Given task
Return every line in the entries below that contains the word "outline", treating uppercase and lowercase letters as distinct.

Records for this task

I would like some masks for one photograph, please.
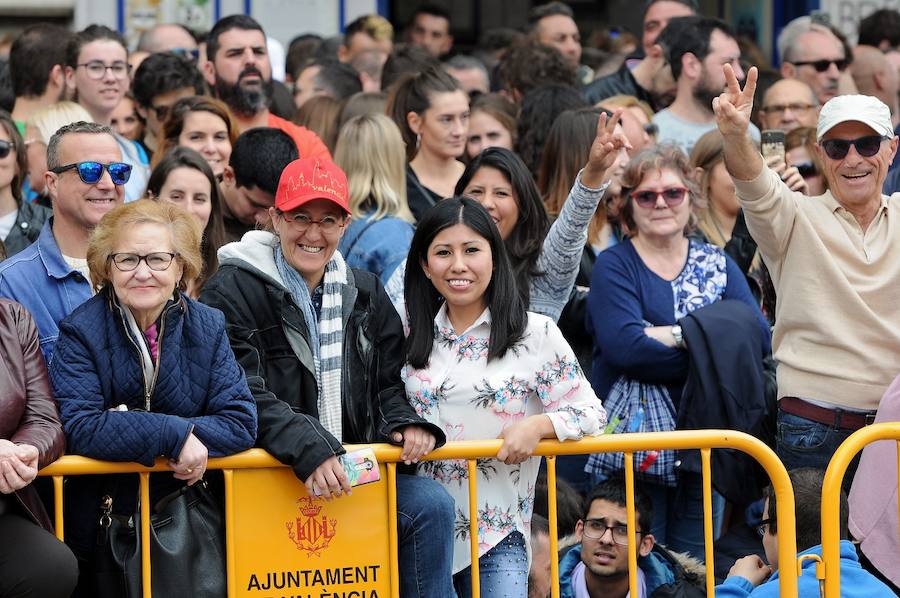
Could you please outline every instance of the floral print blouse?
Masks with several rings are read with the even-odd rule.
[[[544,413],[559,440],[599,434],[606,412],[585,379],[574,352],[548,317],[528,313],[522,340],[500,359],[487,361],[491,316],[485,310],[457,335],[444,305],[435,317],[435,342],[427,367],[403,370],[406,397],[420,416],[440,426],[447,440],[488,440],[528,416]],[[519,531],[530,537],[539,457],[518,465],[479,459],[479,555]],[[434,478],[456,501],[453,572],[471,564],[468,474],[465,460],[426,461],[419,475]]]

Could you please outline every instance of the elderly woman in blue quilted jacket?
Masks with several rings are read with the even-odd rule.
[[[256,406],[218,310],[184,290],[202,265],[196,219],[139,200],[110,211],[91,237],[97,294],[59,326],[50,377],[70,453],[174,472],[151,477],[151,501],[199,481],[209,457],[253,446]],[[136,475],[74,477],[66,486],[66,542],[93,576],[101,500],[131,515]]]

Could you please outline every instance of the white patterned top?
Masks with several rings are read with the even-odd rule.
[[[559,440],[599,434],[606,411],[585,379],[556,324],[528,314],[522,340],[500,359],[487,361],[491,317],[485,310],[456,335],[444,305],[435,317],[435,342],[426,368],[403,369],[406,397],[420,416],[440,426],[447,440],[489,440],[528,416],[544,413]],[[478,460],[479,555],[519,531],[530,537],[539,457],[519,465]],[[464,460],[426,461],[419,475],[432,477],[456,501],[453,572],[471,564],[468,475]]]

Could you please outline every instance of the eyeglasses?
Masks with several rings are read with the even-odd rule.
[[[159,106],[150,106],[153,108],[153,111],[156,112],[156,120],[159,122],[163,122],[166,120],[166,117],[169,116],[169,110],[172,108],[168,104],[161,104]]]
[[[800,176],[805,179],[819,174],[819,169],[816,168],[816,165],[812,162],[797,162],[796,164],[792,164],[792,166],[796,168],[797,172],[800,173]]]
[[[766,114],[775,114],[781,115],[784,114],[786,110],[790,110],[791,112],[799,112],[803,113],[809,110],[810,108],[815,108],[812,104],[772,104],[771,106],[764,106],[760,108],[760,112],[765,112]]]
[[[76,170],[78,178],[85,185],[95,185],[103,178],[103,170],[109,172],[109,178],[112,179],[113,185],[124,185],[131,178],[131,164],[124,162],[111,162],[109,164],[101,164],[100,162],[76,162],[74,164],[66,164],[65,166],[57,166],[51,168],[50,172],[62,174],[67,170]]]
[[[290,222],[301,235],[308,231],[313,224],[319,225],[322,234],[332,235],[338,230],[344,228],[344,219],[335,216],[325,216],[321,220],[313,220],[306,214],[288,214],[278,210],[278,215],[284,218],[285,222]]]
[[[172,48],[169,51],[173,54],[181,56],[182,58],[187,58],[194,62],[197,62],[197,60],[200,58],[200,50],[198,50],[197,48]]]
[[[763,519],[756,526],[754,526],[754,529],[756,529],[756,533],[759,534],[759,537],[762,538],[763,536],[766,535],[766,530],[773,523],[775,523],[775,520],[772,519],[771,517],[768,519]]]
[[[850,65],[850,61],[847,60],[846,58],[839,58],[837,60],[834,60],[831,58],[824,58],[822,60],[807,60],[804,62],[792,62],[791,64],[793,64],[794,66],[811,66],[814,69],[816,69],[817,73],[824,73],[825,71],[830,69],[831,65],[833,64],[834,66],[836,66],[838,68],[839,71],[841,71],[843,73],[844,69],[846,69]]]
[[[77,66],[83,66],[90,79],[100,80],[106,75],[106,71],[112,71],[113,77],[116,79],[125,79],[131,72],[131,65],[127,62],[114,62],[105,64],[102,60],[92,60],[83,62]]]
[[[825,139],[819,145],[825,151],[825,155],[832,160],[843,160],[850,151],[850,146],[856,148],[857,153],[864,158],[871,158],[881,149],[881,142],[887,139],[881,135],[866,135],[856,139]]]
[[[137,253],[113,253],[109,256],[109,259],[112,260],[112,263],[116,265],[116,268],[118,268],[120,272],[133,272],[141,262],[146,263],[147,267],[154,272],[162,272],[163,270],[169,269],[169,266],[172,265],[172,260],[175,259],[176,255],[178,254],[170,253],[168,251],[154,251],[153,253],[148,253],[146,255],[139,255]]]
[[[613,542],[620,546],[628,546],[627,525],[607,525],[605,519],[585,519],[582,533],[588,538],[599,540],[606,535],[606,531],[612,531]],[[643,532],[635,532],[641,535]]]
[[[687,197],[687,189],[685,187],[669,187],[662,191],[632,191],[631,196],[642,208],[652,208],[656,205],[656,200],[659,197],[663,198],[667,206],[674,208]]]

The result
Could you please outline every instance of the floral print blouse?
Could you please outline every instance of the elderly woman in blue quilted jacket?
Could you please outline every instance of the white patterned top?
Could you please outline every instance of the eyeglasses?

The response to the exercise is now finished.